• [Extract to read]:
#####
RE: GSoC 2015 - WSD Module

2015-06-10 Thread Anthony Beylerian
Hi,

I attached an initial patch to OPENNLP-758.
However, we are currently modifying things a bit since many approaches need to 
be supported, but would like your recommendations.
Here are some notes : 

1 - We used extJWNL
2- [WSDisambiguator] is the main interface
3- [Loader] loads the resources required
4- Please check [FeaturesExtractor] for the mentioned methods by Rodrigo.
5- [Lesk] has many variants, we already implemented some, but wondering on the 
preferred way to switch from one to the other:
As of now we use one of them as default, but we thought of either making a 
parameter list to fill or make separate classes for each, or otherwise 
following your preference.
6- The other classes are for convenience.

We will try to patch frequently on the separate issues, following the feedback.

Best regards,

Anthony

> Date: Wed, 10 Jun 2015 11:42:56 +0200
> Subject: Re: GSoC 2015 - WSD Module
> From: kottm...@gmail.com
> To: dev@opennlp.apache.org
> 
> You can attach the patch to one of the issues, you can create an new issue.
> In the end it doesn't matter much, but important is that we make progress
> here and get the initial code into our repository. Subsequent changes can
> then be done in a patch series.
> 
> Please try to submit the patch as quickly as possible.
> 
> Jörn
> 
> On Mon, Jun 8, 2015 at 4:54 PM, Rodrigo Agerri  wrote:
> 
> > Hello,
> >
> > On Mon, Jun 8, 2015 at 3:49 PM, Mondher Bouazizi
> >  wrote:
> > > Dear Rodrigo,
> > >
> > > As Anthony mentioned in his previous email, I already started the
> > > implementation of the IMS approach. The pre-processing and the extraction
> > > of features have already been finished. Regarding the approach itself, it
> > > shows some potential according to the author though the features proposed
> > > are not so many, and are basic.
> >
> > Hi, yes, the features are not that complex, but it is good to have a
> > working system and then if needed the feature set can be
> > improved/enriched. As stated in the paper, the IMS approach leverages
> > parallel data to obtain state of the art results in both lexical
> > sample and all words for senseval 3 and semeval 2007 datasets.
> >
> > I think it will be nice to have a working system with this algorithm
> > as part of the WSD component in OpenNLP (following the API discussion
> > previous in this thread) and perform some evaluations to know where
> > the system is with respect to state of the art results in those
> > datasets. Once this is operative, I think it will be a good moment to
> > start discussing additional/better features.
> >
> > > I think the approach itself might be
> > > enhanced if we add more context specific features from some other
> > > approaches... (To do that, I need to run many experiments using different
> > > combinations of features, however, that should not be a problem).
> >
> > Speaking about the feature sets, in the API google doc I have not seen
> > anything about the implementation of the feature extractors, could you
> > perhaps provide some extra info (in that same document, for example)
> > about that?
> >
> > > But the approach itself requires a linear SVM classifier, and as far as I
> > > know, OpenNLP has only a Maximum Entropy classifier. Is it OK to use
> > libsvm
> > > ?
> >
> > I think you can try with a MaxEnt to start with and in the meantime,
> > @Jörn has commented sometimes that there is a plugin component in
> > OpenNLP to use third-party ML libraries and that he tested it with
> > Mallet. Perhaps he could comment on this to use that functionality to
> > use SVMs.
#####
• [Records]:
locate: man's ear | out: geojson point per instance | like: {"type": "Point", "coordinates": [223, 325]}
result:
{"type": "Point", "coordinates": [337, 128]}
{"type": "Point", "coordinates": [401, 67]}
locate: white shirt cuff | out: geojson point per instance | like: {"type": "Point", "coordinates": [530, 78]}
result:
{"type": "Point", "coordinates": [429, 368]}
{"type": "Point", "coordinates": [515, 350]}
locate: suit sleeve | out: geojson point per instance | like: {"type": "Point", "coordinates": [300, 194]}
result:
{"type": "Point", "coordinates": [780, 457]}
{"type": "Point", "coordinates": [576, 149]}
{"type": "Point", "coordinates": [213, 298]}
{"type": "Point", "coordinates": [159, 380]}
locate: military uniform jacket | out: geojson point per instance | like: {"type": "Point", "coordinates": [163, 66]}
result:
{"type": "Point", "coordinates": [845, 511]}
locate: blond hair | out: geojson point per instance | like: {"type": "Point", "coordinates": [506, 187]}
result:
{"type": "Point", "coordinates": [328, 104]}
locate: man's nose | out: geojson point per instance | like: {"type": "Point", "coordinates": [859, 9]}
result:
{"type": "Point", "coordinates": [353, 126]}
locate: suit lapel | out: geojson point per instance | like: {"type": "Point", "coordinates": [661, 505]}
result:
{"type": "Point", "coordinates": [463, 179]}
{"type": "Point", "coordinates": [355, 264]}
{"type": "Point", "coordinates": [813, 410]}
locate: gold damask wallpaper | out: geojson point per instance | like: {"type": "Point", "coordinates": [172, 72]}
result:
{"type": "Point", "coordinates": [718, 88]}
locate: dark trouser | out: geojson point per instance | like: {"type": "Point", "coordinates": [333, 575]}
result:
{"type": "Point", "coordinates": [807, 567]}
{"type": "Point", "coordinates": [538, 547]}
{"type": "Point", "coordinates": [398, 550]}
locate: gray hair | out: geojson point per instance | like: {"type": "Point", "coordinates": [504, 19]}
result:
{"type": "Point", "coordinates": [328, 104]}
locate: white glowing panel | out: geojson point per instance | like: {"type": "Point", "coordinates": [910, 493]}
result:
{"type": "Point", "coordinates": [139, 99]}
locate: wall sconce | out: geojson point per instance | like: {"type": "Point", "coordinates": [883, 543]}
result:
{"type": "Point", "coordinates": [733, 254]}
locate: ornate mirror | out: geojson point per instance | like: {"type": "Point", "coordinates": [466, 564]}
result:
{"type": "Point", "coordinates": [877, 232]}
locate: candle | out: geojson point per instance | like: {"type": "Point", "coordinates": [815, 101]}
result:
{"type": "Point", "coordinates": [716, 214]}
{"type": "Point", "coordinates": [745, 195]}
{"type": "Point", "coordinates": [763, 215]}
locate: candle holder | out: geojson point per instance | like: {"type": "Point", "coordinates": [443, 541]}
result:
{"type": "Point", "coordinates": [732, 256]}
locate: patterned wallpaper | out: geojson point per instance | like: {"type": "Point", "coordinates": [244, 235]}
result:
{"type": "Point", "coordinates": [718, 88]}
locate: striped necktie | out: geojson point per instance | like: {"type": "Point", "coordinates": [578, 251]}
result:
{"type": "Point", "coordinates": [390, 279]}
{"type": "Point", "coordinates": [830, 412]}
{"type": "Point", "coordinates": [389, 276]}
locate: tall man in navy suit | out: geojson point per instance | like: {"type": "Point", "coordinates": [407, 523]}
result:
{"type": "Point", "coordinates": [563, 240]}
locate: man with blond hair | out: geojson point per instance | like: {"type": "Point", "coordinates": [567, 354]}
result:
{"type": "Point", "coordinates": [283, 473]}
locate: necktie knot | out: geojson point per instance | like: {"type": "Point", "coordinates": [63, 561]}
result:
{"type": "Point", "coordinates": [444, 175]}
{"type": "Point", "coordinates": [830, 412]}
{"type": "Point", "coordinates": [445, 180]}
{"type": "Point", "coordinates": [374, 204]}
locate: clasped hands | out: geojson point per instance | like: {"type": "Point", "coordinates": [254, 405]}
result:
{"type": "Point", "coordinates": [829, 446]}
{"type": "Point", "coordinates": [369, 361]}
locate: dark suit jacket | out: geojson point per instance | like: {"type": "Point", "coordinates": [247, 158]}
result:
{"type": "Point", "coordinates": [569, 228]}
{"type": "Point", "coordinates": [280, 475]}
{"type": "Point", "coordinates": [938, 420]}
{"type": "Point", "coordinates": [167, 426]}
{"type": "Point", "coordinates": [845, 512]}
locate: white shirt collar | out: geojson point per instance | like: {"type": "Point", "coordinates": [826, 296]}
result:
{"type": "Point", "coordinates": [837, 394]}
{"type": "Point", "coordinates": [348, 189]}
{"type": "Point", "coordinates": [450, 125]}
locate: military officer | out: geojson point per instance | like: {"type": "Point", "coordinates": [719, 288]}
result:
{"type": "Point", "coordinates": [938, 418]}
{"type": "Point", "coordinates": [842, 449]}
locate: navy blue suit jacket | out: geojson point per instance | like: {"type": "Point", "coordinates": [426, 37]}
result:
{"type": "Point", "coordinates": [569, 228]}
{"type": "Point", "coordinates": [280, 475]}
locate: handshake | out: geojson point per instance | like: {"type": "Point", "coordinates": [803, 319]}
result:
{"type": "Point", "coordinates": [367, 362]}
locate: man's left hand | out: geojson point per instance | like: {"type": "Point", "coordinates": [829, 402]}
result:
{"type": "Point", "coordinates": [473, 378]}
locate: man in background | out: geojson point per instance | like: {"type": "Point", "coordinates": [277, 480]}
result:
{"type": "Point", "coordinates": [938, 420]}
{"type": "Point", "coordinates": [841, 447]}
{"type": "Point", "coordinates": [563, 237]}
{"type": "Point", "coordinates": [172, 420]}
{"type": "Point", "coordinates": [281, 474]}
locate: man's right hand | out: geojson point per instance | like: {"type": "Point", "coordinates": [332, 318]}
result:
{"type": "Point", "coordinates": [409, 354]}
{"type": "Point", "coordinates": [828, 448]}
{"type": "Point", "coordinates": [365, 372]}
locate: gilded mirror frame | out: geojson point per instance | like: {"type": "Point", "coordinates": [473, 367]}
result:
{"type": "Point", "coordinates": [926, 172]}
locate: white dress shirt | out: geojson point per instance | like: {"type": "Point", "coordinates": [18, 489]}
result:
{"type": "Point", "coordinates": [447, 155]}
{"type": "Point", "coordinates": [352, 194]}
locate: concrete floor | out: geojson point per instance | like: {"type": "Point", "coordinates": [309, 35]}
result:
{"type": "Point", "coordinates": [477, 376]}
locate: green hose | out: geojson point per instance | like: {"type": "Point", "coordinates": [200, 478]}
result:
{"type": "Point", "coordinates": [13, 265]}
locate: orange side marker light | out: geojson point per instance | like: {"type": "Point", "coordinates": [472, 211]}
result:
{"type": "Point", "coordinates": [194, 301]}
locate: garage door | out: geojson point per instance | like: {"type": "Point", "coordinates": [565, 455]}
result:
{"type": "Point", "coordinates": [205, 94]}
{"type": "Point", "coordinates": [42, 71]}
#####
• [Parts of the exercise]:
(A) Answer from the GSoC 2015 WSD thread:
(i) Which library did the team use for the patch attached to OPENNLP-758?
(ii) On which datasets does the IMS approach obtain state of the art results, according to the paper?
(iii) Which classifier does OpenNLP have, as far as Mondher Bouazizi knows?
(B) Quote the GSoC 2015 WSD thread from "Here are some" up to and including "methods by Rodrigo.".

• [Answers per task]:
(A)
(i) extJWNL
(ii) The senseval 3 and semeval 2007 datasets, in both lexical sample and all words
(iii) A Maximum Entropy classifier

(B)
Here are some notes : 

1 - We used extJWNL
2- [WSDisambiguator] is the main interface
3- [Loader] loads the resources required
4- Please check [FeaturesExtractor] for the mentioned methods by Rodrigo.